In connection with the recapitalization in June 2003, on June 16, 2003, CBD Media paid a breakage fee of approximately $2.9 million to cancel a fixed interest rate swap agreement related to its former credit facility and substantially increased its leverage and significantly increased its liquidity requirements, primarily due to increased debt service obligations.

 

In June 2003, also as part of the 2003 recapitalization, CBD Media issued the senior subordinated notes.  Interest is payable on the senior subordinated notes on June 1 and December 1 of each year and the senior subordinated notes will mature on June 1, 2011.  The senior subordinated notes were issued pursuant to an indenture containing financial, negative and affirmative covenants and requirements affecting CBD Media and its affiliates, including limits on CBD Media’s ability to incur additional indebtedness, pay distributions or dividends or make other types of restructured payments, sell assets, consolidate, merge, sell or otherwise dispose of all or substantially all of its assets, enter into transactions with affiliates, create liens and enter into new lines of business.


In October 2004, we issued $100.0 million of senior notes due in 2012 with an interest rate of 9 ¼%.  Interest on the senior notes is due semi-annually on January 15 and July 15, beginning on January 15, 2005.  The aggregate principal amount of the senior notes will be due on July 15, 2012.  The indenture governing the senior notes limits our ability to incur additional indebtedness, pay distributions or dividends or make other types of restricted payments, sell assets, consolidate, merge, sell or otherwise dispose of all or substantially all of our assets, enter into transactions with affiliates, create liens and enter into new lines of business.

## Required work:
a: Return the portion of the CBD Media debt passage between "In connection with" and "debt service obligations.", inclusive.
b: For each statement, say yes or no according to the CBD Media debt passage, and quote the deciding words: (i) The senior subordinated notes mature on June 1, 2011. (ii) Interest on the senior notes is paid once a year. (iii) The breakage fee paid on June 16, 2003 was approximately $2.9 million.
c: Extend the CBD Media debt passage, picking up after its final sentence.

## Rows:

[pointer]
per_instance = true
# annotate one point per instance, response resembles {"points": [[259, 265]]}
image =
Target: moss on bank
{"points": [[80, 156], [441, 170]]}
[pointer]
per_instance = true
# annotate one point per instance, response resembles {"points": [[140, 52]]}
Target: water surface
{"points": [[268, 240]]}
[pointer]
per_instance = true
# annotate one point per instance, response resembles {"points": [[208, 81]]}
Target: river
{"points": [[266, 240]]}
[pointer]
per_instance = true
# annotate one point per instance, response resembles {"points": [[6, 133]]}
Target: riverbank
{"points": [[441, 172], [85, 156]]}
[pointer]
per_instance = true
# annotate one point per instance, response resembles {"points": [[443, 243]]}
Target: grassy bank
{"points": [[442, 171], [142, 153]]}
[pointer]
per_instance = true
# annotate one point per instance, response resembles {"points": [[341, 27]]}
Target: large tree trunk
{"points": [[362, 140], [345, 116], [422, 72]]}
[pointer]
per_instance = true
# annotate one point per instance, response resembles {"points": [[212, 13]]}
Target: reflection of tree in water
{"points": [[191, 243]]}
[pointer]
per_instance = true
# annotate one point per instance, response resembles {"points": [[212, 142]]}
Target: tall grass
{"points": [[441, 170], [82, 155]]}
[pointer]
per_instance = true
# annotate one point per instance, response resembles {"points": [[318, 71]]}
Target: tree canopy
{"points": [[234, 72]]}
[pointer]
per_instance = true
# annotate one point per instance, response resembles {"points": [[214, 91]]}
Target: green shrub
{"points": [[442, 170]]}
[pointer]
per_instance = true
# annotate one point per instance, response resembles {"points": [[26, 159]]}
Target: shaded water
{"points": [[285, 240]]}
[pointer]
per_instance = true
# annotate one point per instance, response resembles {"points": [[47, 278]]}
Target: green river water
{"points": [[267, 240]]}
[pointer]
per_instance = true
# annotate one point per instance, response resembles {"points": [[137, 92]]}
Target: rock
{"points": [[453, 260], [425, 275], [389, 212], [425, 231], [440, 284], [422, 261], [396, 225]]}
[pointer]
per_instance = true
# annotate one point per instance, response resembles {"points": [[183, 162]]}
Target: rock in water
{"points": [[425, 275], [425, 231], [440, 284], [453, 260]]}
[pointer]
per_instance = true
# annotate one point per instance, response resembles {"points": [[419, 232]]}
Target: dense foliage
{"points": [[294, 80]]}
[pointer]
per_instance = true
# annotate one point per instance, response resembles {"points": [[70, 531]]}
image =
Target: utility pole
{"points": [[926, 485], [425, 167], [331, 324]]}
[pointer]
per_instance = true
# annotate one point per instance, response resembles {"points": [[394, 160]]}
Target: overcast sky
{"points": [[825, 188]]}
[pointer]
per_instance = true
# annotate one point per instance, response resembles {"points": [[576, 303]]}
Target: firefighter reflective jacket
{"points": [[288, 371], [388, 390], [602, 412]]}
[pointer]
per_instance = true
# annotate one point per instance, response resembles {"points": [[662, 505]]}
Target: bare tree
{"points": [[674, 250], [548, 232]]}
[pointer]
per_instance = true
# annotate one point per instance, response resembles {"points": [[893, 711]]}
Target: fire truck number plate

## Answer set:
a:
In connection with the recapitalization in June 2003, on June 16, 2003, CBD Media paid a breakage fee of approximately $2.9 million to cancel a fixed interest rate swap agreement related to its former credit facility and substantially increased its leverage and significantly increased its liquidity requirements, primarily due to increased debt service obligations.

b:
(i) Yes: "the senior subordinated notes will mature on June 1, 2011"
(ii) No: "Interest on the senior notes is due semi-annually on January 15 and July 15"
(iii) Yes: "paid a breakage fee of approximately $2.9 million"

c:
Liquidity.  Our operations are conducted through CBD Media.  Our ability to make payments on our consolidated indebtedness, and to fund our working capital needs and planned capital expenditures will depend upon our ability to generate cash in the future.  This, to an extent, is subject to general economic, financial, competitive, legislative, regulatory and other factors that are beyond our control.  Our liquidity could also be impacted by a decline in usage of printed yellow page directories.  While in the short term any impact could be offset by price increases, in the long term any such impact could limit our ability to meet our financial obligations.


Our ability to make payments on the senior notes is also subject to the terms and restrictions set forth in the senior credit facility and the indenture governing the senior subordinated notes.  For example, under the terms of the senior credit facility, during any period that CBD Media is in default under the senior credit facility (including for failure to maintain required financial ratios) it would be prohibited from making distributions to us for the purpose of allowing us to make regularly scheduled interest payments on the senior notes.  Moreover, the terms of the senior credit facility currently do not permit CBD Media to make distributions to us in order to permit us to repurchase senior notes in connection with a change of control or asset sale as may be required under the indenture governing the senior notes.  Any failure by us to make such payments or to repurchase senior notes would be a default under the inden ture governing the senior notes.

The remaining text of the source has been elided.